Short problem A: Reproduce word for word the part of the coal industry speech starting at "One of my hon. Friends made" and ending at "as day-to-day problems.".
Short problem B: Write the next part of the coal industry speech, picking up after its final sentence.

>> Begin Document segment

One of my hon. Friends on this side of the House took a rather categorical, fatalistic, pessimistic view of the future output of the coal industry to which I do not subscribe for a moment, because the facts are against it. It is true that increases in the last few years have not been dramatic, but there are many reasons for that, some rather apparent and some hidden below the surface.

If we accept the belief that the great capital expenditure made by this industry on new pits, new plant and machinery and other new developments will not result in any improvement, we had better throw up the sponge. But, since I parted from close contact with the industry, I have kept in touch with it as far as possible and have found that, as relations between management and men improve, and as there is better consultation and exchange of ideas, the output of a particular pit or district increases pro rata. So, with a new look in the industry, I foresee that in the next few years there will be a great improvement, and I believe that the time will come when we can have a five-day week and shall not have to ask miners to work on a Saturday, with better results all round.

In years gone by I remember debating with our mines managers the value of the Saturday shift. Frequently they said, "The chap takes a day off in the week and comes in on the Saturday and so, on balance, we are not much better off." Hon. Members opposite, who have been in contact with the industry all their lives and represent the miners, know the basic truth of that statement.

One of my hon. Friends made an excellent speech, and I particularly liked one phrase of his. He said that miners like sunshine, and are entitled to it. That was a very nice way of saying that they are entitled to more leisure. I believe that it is not so much the wage factor which influences the men but the question whether they have enough money to have a day out. These are matters which the Coal Board must deal with as day-to-day problems.

>> End Document segment
>> Begin Material shown

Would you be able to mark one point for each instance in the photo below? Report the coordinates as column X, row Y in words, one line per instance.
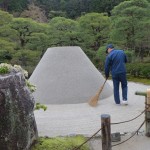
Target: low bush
column 60, row 143
column 139, row 70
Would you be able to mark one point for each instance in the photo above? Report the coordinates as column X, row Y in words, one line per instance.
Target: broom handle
column 100, row 90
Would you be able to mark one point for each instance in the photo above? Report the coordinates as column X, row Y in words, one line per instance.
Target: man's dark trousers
column 117, row 79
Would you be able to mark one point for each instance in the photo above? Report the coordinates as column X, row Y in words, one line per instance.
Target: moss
column 60, row 143
column 139, row 80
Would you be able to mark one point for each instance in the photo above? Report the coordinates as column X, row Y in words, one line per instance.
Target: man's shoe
column 125, row 102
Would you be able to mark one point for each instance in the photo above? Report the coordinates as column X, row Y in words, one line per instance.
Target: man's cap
column 109, row 46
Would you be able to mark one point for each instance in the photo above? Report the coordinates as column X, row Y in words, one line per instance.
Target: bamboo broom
column 94, row 100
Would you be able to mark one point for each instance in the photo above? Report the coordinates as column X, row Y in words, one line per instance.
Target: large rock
column 17, row 123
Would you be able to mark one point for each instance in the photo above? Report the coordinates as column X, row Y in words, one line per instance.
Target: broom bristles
column 94, row 100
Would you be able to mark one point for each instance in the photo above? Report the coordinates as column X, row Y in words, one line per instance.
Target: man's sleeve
column 107, row 67
column 125, row 58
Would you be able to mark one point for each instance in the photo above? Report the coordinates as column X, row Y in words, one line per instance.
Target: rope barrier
column 77, row 148
column 130, row 119
column 130, row 136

>> End Material shown

Exercise output A:
One of my hon. Friends made an excellent speech, and I particularly liked one phrase of his. He said that miners like sunshine, and are entitled to it. That was a very nice way of saying that they are entitled to more leisure. I believe that it is not so much the wage factor which influences the men but the question whether they have enough money to have a day out. These are matters which the Coal Board must deal with as day-to-day problems.

Exercise output B:
A point which I feel that I must touch upon concerns the attitude of mind of some hon. Members, mainly on this side of the House, that an increase in the price of coal does not very much matter and that it is tonnage, and tonnage alone, which is the vital factor. I utterly repudiate that attitude of mind. Of course, the industry must pay proper rates and provide satisfactory conditions, but it must also pay full regard to economic factors and the vital part which coal and the price of coal plays in our national economy. It comes into home expenditure, on coal, electricity and gas supplies for the worker, and it comes into industry. The balances of our export trade are narrowing all the time, and it is remarkable to me that we have been able to hold our position, internationally, so well as we have. By increasing the price of coal we increase the prices of various commodities, and in the end we may price certain products out of international markets.

Is it not a fact that British coal to the British consumer is cheaper than practically any other coal in Europe?

I am grateful to my hon. Friend for drawing attention to that fact. It is that which enables us to be competitive in world markets. If we had to pay the same price for coal as some other Continental countries have to pay, I am very much afraid that many of our products would never arrive at the docks. Whether they will leave the docks at the moment is a problem of another character. Many countries have not a nationalised coal industry. Their prices are free, and the colliery owners are keeping them up and making very substantial profits. The time will come when they will have to bring them down again because of the forces of economic circumstances.

One other factor which I think is of importance, and which has disturbed me very much, is the question of the sale of coal to industry in general and to basic industries in particular. I have found a deep-rooted idea in the minds of the miners—an idea which must be contradicted or confirmed—that much of industry today is buying subsidised coal, at a price below the proper selling price. I have not found that to be so in any industry with which I have been asso- ciated. It is true that at a certain pit coal may be bought cheaper than the cost of production—because that happens to be a high production pit—but in bulk I am not at all sure that any industry buys its bulk supplies at an average price which is lower than a fair one.

I hope that we shall have an answer from the Minister upon that point.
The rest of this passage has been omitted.